## TASK DETAILS
Pictures excluded, please retype exactly the lines from the start of the data through the line that contains "Where can you spot the green", both ends kept, and nothing beyond them.

[Records from a data source]
[Start of section]

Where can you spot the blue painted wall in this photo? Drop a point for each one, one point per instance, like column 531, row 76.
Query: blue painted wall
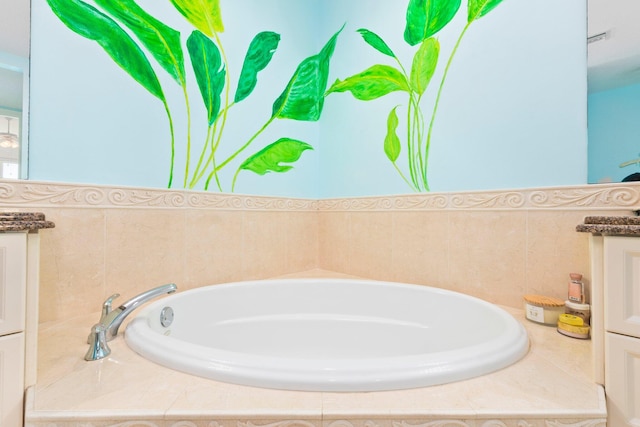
column 614, row 126
column 512, row 112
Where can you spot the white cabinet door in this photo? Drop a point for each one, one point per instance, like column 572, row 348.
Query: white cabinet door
column 11, row 380
column 622, row 284
column 13, row 267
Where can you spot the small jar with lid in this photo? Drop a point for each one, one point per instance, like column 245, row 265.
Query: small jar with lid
column 543, row 309
column 583, row 311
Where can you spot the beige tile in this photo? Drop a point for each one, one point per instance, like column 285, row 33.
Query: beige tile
column 72, row 270
column 213, row 248
column 264, row 240
column 420, row 247
column 334, row 245
column 144, row 248
column 302, row 241
column 369, row 250
column 487, row 255
column 555, row 249
column 207, row 398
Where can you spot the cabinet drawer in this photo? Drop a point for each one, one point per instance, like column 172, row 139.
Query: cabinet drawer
column 13, row 271
column 622, row 285
column 621, row 379
column 11, row 380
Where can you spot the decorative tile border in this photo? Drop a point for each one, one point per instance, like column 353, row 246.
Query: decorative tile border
column 517, row 422
column 588, row 197
column 32, row 194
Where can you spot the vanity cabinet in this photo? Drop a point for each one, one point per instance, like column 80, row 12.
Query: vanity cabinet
column 13, row 289
column 621, row 269
column 19, row 284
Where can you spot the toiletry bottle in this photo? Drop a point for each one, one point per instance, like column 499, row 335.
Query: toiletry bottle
column 576, row 288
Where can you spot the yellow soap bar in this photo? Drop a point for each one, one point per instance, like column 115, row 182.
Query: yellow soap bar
column 570, row 319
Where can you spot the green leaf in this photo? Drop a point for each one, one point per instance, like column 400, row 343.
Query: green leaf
column 209, row 71
column 424, row 64
column 391, row 140
column 162, row 41
column 303, row 98
column 92, row 24
column 260, row 52
column 376, row 42
column 372, row 83
column 426, row 17
column 478, row 8
column 203, row 14
column 284, row 150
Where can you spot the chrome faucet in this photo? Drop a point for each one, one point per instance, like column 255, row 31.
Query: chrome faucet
column 111, row 319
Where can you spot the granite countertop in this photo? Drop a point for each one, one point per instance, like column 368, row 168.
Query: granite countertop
column 611, row 225
column 23, row 221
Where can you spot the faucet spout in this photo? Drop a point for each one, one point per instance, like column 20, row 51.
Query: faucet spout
column 115, row 317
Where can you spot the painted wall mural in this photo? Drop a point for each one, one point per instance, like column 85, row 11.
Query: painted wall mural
column 302, row 99
column 309, row 98
column 424, row 20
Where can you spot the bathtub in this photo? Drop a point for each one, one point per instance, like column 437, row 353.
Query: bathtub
column 327, row 335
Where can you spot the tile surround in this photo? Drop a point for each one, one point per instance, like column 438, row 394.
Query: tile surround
column 550, row 387
column 497, row 245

[End of section]

## ANSWER TO THIS EXERCISE
Where can you spot the blue painted wall in this photo? Drop a point for each one, one point per instance, like column 531, row 76.
Query: blue painted wall
column 614, row 126
column 512, row 112
Where can you spot the white cabinet door in this photo? Drop a point for each one, one point per instance, like column 572, row 348.
Query: white cabinet door
column 11, row 380
column 622, row 284
column 13, row 267
Where can you spot the small jar with lid in this photo? Drop a point for each one, one point per instance, like column 245, row 265.
Query: small jar with lid
column 543, row 309
column 583, row 311
Where can you spot the beige tile in this photo? Drop a point for each one, one point per instance, like column 285, row 33.
Query: beige tile
column 72, row 270
column 213, row 248
column 264, row 240
column 420, row 247
column 334, row 245
column 144, row 248
column 302, row 241
column 369, row 250
column 487, row 255
column 555, row 249
column 207, row 398
Where can you spot the cabinet drawer in this photo? Drop a point for each one, one point per instance, like column 172, row 139.
Query: cabinet drawer
column 13, row 271
column 622, row 285
column 621, row 379
column 11, row 380
Where can you spot the decorative tile border in this photo? Drop a point for each one, one point per instance, like column 353, row 246.
Query: decorative tile border
column 517, row 422
column 588, row 197
column 32, row 194
Where can you spot the vanity cabinet in this photo? Drop a point for each one, one point per instance, like column 80, row 12.
Query: vanity cabinet
column 13, row 289
column 621, row 269
column 19, row 284
Where can you spot the toiletry bottle in this photo? Drop a point for each one, one point per instance, like column 499, row 335.
Query: toiletry bottle
column 576, row 288
Where can you spot the yellow soap bar in this photo? Drop a point for each one, one point per instance, like column 115, row 182.
Query: yellow soap bar
column 570, row 319
Where can you spot the green leaf in this photo? Drop a point for each one, one point per instance, like column 400, row 343.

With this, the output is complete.